Beginning with the line that holds "Where in the scene above is the closed" and ending with the last line of the entries below, copy every line exactly and nothing else, with the pictures left out.
▼▼▼
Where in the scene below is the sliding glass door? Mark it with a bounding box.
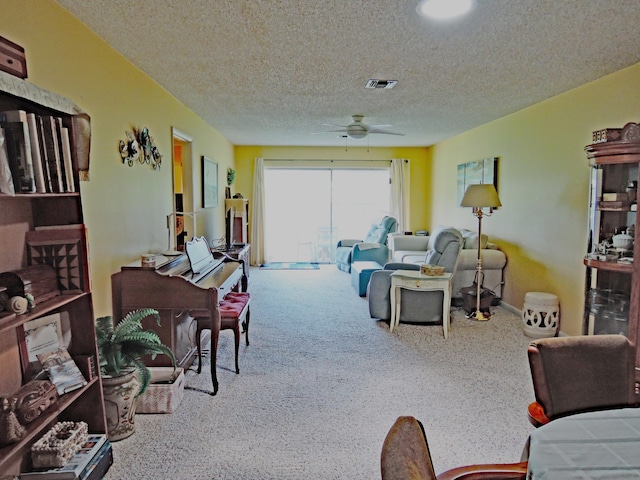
[263,167,390,263]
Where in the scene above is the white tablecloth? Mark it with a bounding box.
[526,407,640,479]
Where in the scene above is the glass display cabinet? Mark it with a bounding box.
[583,122,640,381]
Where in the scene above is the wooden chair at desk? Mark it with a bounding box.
[381,416,527,480]
[527,334,638,427]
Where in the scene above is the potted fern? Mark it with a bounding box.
[96,308,176,440]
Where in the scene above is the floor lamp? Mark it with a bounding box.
[460,184,501,321]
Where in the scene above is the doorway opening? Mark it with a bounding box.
[263,168,390,263]
[171,129,195,252]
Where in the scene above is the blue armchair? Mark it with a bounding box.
[335,216,397,273]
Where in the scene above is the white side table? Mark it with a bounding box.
[389,270,453,339]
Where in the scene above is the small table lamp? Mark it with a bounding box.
[460,184,502,320]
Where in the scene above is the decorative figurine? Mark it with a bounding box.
[8,295,28,314]
[0,396,26,445]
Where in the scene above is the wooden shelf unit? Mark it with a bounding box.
[225,198,249,245]
[583,128,640,382]
[0,73,108,476]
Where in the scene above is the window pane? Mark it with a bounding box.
[263,168,390,263]
[331,169,390,245]
[264,169,331,263]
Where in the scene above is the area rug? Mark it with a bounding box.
[260,262,319,270]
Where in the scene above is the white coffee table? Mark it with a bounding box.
[389,270,453,339]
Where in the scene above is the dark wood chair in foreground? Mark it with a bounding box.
[196,291,250,374]
[381,416,527,480]
[527,334,638,427]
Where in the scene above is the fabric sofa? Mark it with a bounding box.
[388,225,506,299]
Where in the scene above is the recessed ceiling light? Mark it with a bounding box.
[417,0,474,20]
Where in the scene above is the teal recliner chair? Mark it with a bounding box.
[335,216,397,273]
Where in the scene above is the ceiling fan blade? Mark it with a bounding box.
[367,124,393,129]
[368,129,405,136]
[311,130,347,135]
[322,123,348,128]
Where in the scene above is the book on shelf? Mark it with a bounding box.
[0,109,79,194]
[53,118,71,192]
[36,114,54,192]
[79,440,112,480]
[39,116,64,193]
[1,120,23,192]
[26,112,47,192]
[0,124,15,194]
[37,346,88,395]
[60,126,75,192]
[0,110,45,192]
[0,119,36,193]
[20,434,109,480]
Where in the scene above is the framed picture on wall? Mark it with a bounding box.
[202,156,218,208]
[457,157,498,205]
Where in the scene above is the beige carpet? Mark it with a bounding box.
[103,265,535,480]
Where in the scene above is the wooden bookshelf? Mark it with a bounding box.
[0,71,108,476]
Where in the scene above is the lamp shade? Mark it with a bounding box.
[460,184,502,208]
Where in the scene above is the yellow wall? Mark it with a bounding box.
[233,146,431,232]
[5,1,640,336]
[1,1,234,316]
[430,62,640,335]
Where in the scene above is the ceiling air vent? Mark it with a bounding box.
[365,79,398,89]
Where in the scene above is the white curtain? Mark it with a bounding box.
[390,158,410,233]
[250,158,265,266]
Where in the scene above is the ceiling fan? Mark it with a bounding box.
[313,115,404,140]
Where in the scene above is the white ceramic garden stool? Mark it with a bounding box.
[522,292,560,338]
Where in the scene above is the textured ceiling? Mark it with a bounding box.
[56,0,640,147]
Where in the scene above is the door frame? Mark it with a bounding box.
[171,128,195,251]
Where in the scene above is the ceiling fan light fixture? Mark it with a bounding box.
[417,0,474,20]
[347,130,367,140]
[313,115,403,140]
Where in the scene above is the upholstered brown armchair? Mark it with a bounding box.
[527,334,638,427]
[381,416,527,480]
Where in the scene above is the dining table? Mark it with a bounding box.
[525,406,640,479]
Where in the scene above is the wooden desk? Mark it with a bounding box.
[112,252,243,395]
[389,270,453,339]
[526,407,640,479]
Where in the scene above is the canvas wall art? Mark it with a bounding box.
[457,157,498,205]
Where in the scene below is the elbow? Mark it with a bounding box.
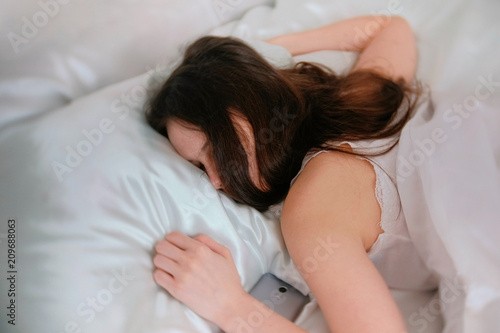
[390,16,415,36]
[383,16,414,41]
[372,15,411,30]
[389,15,410,27]
[390,16,417,84]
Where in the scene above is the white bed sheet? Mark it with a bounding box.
[1,0,499,332]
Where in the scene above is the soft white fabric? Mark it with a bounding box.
[0,0,274,129]
[1,0,499,332]
[398,87,500,333]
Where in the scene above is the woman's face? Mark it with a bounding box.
[166,117,262,191]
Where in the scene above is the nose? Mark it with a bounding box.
[207,170,223,190]
[209,176,223,190]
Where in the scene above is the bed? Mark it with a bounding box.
[1,0,499,332]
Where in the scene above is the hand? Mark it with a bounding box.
[153,232,246,326]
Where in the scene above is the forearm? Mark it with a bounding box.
[267,15,401,56]
[218,292,307,333]
[267,15,416,83]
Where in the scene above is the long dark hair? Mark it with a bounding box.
[146,36,419,211]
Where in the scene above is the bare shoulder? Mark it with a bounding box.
[280,151,405,332]
[281,150,382,251]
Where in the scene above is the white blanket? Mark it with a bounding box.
[1,0,499,332]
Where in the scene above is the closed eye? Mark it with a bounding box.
[189,160,205,172]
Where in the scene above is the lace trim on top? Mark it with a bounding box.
[364,159,400,255]
[269,143,401,257]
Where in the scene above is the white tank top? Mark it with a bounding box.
[271,138,438,291]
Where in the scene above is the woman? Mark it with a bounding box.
[147,15,432,332]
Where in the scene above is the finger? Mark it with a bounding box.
[153,254,179,276]
[194,234,232,259]
[155,240,184,262]
[153,269,176,294]
[165,231,197,251]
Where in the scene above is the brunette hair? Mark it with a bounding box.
[146,36,419,211]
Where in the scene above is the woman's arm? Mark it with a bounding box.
[153,232,308,333]
[266,15,417,83]
[280,151,407,332]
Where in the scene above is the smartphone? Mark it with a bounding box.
[249,273,309,321]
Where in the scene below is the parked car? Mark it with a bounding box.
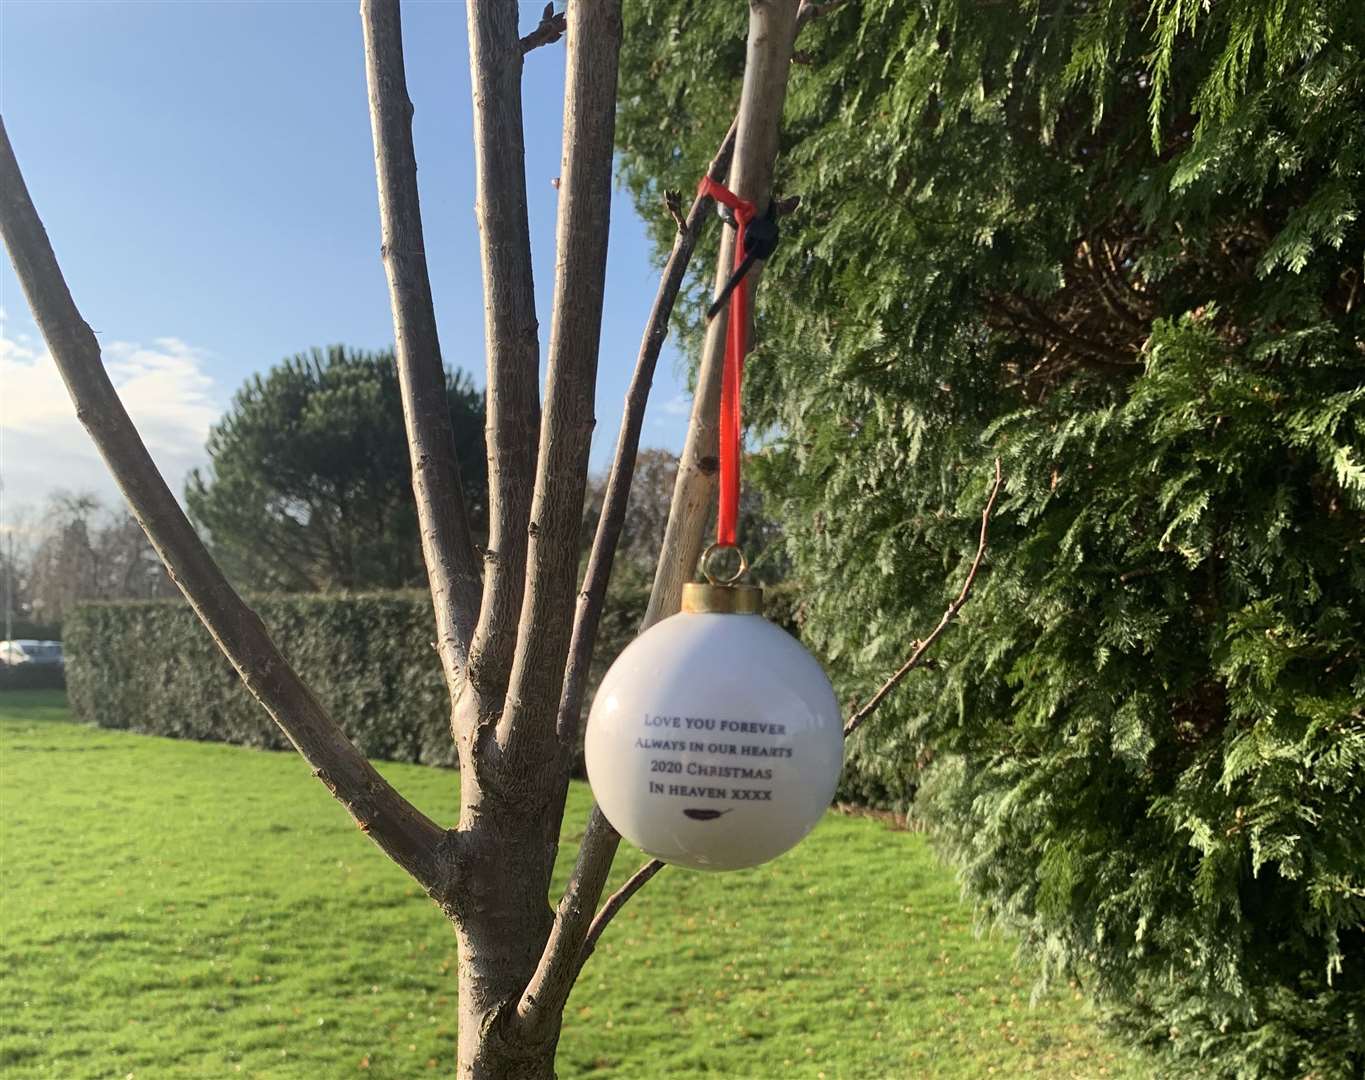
[0,639,64,667]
▲▲▲
SOLUTION TO THIS TASK.
Where in the scene above is the closed eye? Mark it with a bounding box.
[189,160,205,172]
Where in the scene above is the lace trim on top? Mark it with a bounding box.
[364,159,400,255]
[269,143,401,257]
Where in the scene above is the white tank top? Mark it with a bounding box.
[271,138,438,291]
Where in the scene above is the woman? Mark it with a bounding box.
[147,15,432,332]
Where in the scene above is the finger? Mark it with a bounding box.
[153,254,179,276]
[194,234,232,259]
[155,240,184,262]
[153,269,176,294]
[165,231,197,251]
Where in the scene above is the brunette hair? Mark it with a bounding box.
[146,36,419,211]
Where in the scene above is the woman's arm? Mark it with a bounding box.
[153,232,308,333]
[266,15,417,83]
[280,151,407,332]
Where in the scene above is the smartphone? Mark it with a bounding box.
[249,273,309,321]
Where in the scene below is the parked car? Mark it with a bounding box.
[0,639,64,667]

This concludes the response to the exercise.